Reproduce the lines of the listing below verbatim, from the line containing "Can you see the black" up to and including the line containing "column 582, row 145".

(Items from a data source)
-- begin --

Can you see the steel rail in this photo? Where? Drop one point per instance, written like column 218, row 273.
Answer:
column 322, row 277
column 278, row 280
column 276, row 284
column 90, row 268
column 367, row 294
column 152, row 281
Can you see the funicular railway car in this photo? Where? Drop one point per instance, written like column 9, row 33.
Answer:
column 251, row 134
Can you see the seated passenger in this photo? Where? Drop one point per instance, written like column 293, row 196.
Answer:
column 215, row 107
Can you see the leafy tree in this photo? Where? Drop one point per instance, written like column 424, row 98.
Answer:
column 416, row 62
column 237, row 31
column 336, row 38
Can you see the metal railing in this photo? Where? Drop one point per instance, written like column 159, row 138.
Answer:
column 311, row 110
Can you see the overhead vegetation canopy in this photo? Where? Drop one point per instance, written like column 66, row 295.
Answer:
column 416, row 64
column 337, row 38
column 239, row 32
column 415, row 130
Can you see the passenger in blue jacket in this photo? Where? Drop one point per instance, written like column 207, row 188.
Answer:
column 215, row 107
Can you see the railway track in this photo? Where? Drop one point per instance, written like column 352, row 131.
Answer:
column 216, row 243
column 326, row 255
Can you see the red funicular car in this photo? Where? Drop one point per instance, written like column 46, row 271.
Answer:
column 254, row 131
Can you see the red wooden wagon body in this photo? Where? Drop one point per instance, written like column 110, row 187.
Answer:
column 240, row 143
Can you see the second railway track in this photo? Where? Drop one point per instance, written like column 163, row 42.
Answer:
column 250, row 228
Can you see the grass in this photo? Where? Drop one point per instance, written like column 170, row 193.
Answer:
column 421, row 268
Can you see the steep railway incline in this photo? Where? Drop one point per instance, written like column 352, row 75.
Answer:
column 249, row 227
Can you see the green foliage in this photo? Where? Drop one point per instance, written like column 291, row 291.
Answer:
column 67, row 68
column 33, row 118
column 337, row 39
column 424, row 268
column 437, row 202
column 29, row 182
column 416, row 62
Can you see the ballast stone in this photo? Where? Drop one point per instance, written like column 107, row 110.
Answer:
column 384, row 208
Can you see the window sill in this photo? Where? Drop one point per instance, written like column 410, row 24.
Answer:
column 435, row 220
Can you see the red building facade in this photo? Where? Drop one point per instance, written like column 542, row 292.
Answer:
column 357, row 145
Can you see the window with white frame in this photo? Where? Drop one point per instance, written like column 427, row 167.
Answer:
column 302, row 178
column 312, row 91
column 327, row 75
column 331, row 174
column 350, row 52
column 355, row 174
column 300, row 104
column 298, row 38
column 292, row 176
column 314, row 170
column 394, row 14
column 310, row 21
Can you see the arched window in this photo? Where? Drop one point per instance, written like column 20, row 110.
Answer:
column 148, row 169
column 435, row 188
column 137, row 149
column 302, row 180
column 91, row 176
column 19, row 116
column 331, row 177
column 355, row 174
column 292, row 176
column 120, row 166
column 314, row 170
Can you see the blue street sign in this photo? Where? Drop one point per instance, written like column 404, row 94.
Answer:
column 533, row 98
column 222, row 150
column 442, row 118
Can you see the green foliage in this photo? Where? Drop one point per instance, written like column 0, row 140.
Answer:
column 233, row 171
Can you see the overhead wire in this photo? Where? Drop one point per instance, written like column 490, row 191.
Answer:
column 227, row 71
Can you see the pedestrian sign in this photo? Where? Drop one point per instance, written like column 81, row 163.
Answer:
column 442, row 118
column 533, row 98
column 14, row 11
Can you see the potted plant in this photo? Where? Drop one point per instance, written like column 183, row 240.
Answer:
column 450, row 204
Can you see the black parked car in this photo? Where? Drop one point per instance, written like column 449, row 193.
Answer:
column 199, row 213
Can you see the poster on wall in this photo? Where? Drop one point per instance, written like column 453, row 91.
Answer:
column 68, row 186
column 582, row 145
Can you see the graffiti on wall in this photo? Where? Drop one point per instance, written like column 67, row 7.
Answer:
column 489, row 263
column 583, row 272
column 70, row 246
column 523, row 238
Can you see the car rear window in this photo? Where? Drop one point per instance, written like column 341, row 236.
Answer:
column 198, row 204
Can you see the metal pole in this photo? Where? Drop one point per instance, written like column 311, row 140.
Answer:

-- end --

→ SOLUTION FOR THIS EXERCISE:
Can you see the black parked car in this photo? Where? Drop one point per instance, written like column 449, row 193.
Answer:
column 199, row 213
Can you see the poster on wall in this photo? Where? Drop one point per instance, written like column 453, row 91.
Answer:
column 68, row 186
column 582, row 145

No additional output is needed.